__SEÇÃO DE TEXTO__.
Fronteiras do indizível e o urbanismo do remorso: quando civilizações constroem o que não-dizem. Por Josué G. Vieira

Publicado em por em Opinião

Departure (1932), de Max Bechmann

A história humana é um arquivo de oportunidades morais desperdiçadas, debaixo das grandes narrativas, tratados assinados com pompa, guerras legitimadas por bandeiras e discursos, silêncios revestidos de prudência diplomática, existe uma trama microscópica de decisões éticas que raramente entram nos livros, são instantes em que alguém poderia ter dito “eu errei” e preferiu o orgulho, a omissão ou o poder.

O passado está povoado por feitos e repleto de palavras que não foram pronunciadas e que, por isso mesmo, tornaram-se acontecimentos. Entre todas essas palavras ausentes, uma se destaca por sua potência: a desculpa. Frágil, aparentemente banal, ela carrega uma força capaz de deslocar exércitos ao ser dita, no sentido pragmático opera no plano da cortesia, da reconfiguração simbólica do mundo.

A “desculpa” não carrega a descrição de um “erro” e sim um futuro alternativo pós-erro; pronunciada abre portas na linearidade da violência, da vingança e da repetição, no entanto quando omitida instala a vocação da tragédia. O mundo é mais moldado pela recusa sistemática da “desculpa” do que pelos pedidos de perdão, e essa recusa repetida ao longo dos séculos edificou uma civilização inteira assentada sobre a perpetuidade do “erro”.

__REGISTROS DO CONJUNTO__.
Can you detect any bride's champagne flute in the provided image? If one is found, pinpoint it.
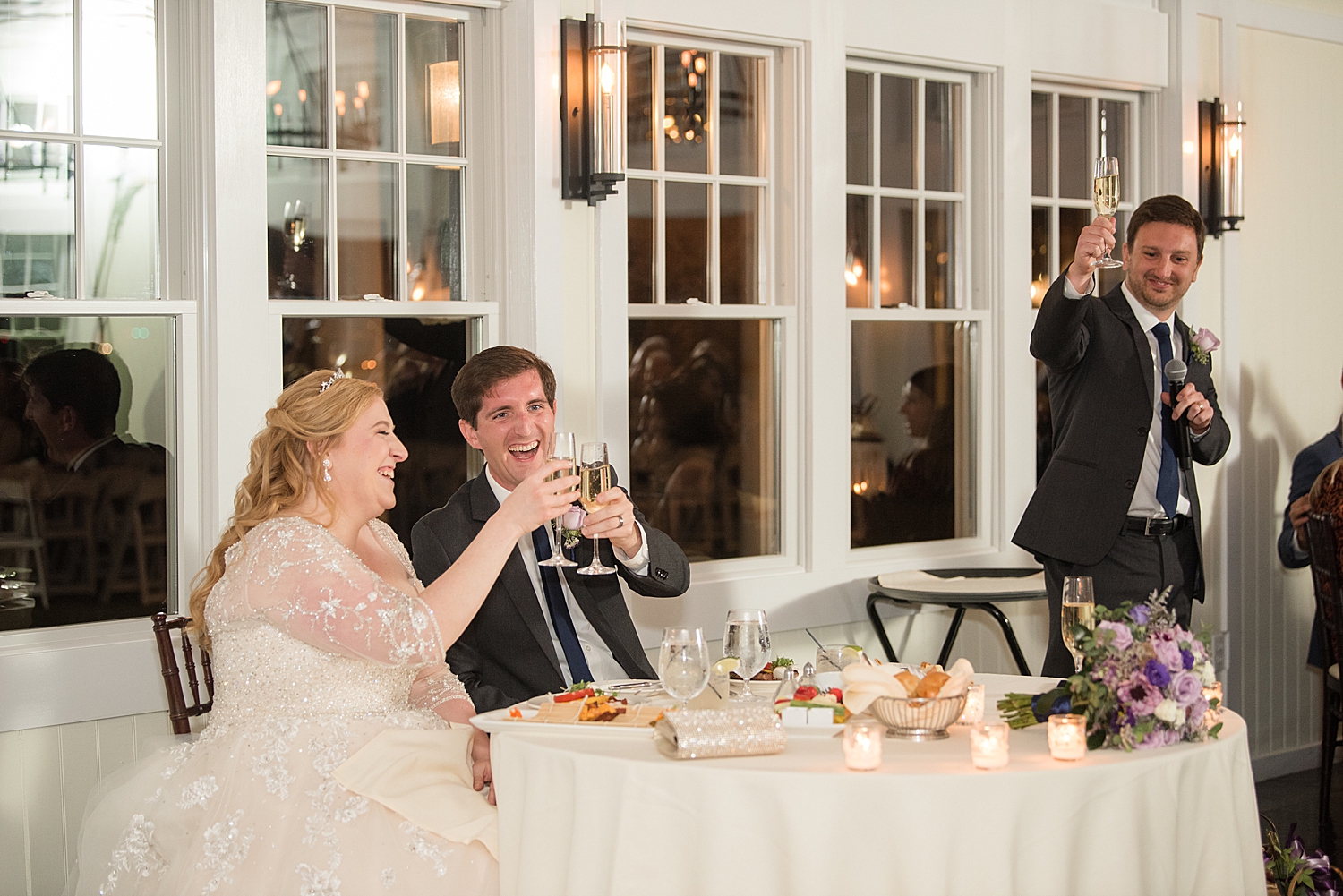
[1092,156,1125,268]
[577,442,615,575]
[1063,575,1096,673]
[539,432,577,567]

__EXERCÍCIOS PROPOSTOS__.
(a) Liste as três atitudes que, segundo o ensaio sobre a desculpa, alguém preferiu em vez de dizer "eu errei".
(b) Responda com base no ensaio sobre a desculpa, uma resposta por linha, marcada como a pergunta:
(i) Entre as palavras ausentes, qual se destaca por sua potência?
(ii) Em vez da descrição de um erro, o que a desculpa carrega?
(iii) Em que seção o ensaio foi publicado?
(c) Prossiga o ensaio sobre a desculpa a partir do ponto em que ele para.

__RESPOSTAS POR TAREFA__.
(a) o orgulho, a omissão, o poder

(b)
(i) A desculpa.
(ii) Um futuro alternativo pós-erro.
(iii) Opinião.

(c)
Admitir vulnerabilidade é reconhecer que o eu, sujeito comum quanto o Estado soberano, não é uma fortaleza de mármore, o indivíduo e a instituição abdicam da fantasia de completude, da ilusão de autoridade inabalável e da retórica da infalibilidade que sustenta o Poder.

É por isso que a história política prefere o idioma da força ao dialeto da fragilidade, produz mais tratados que desculpas, mais ultimatos que confissões, mais proclamações de vitória do que narrativas de arrependimento. O poder teme a “desculpa” por sua capacidade corrosiva ao admitir erro, fere o próprio mito de soberania e abre precedentes para revisão, responsabilização e, sobretudo, para a perigosa ideia de que governar não é dominar, é responder.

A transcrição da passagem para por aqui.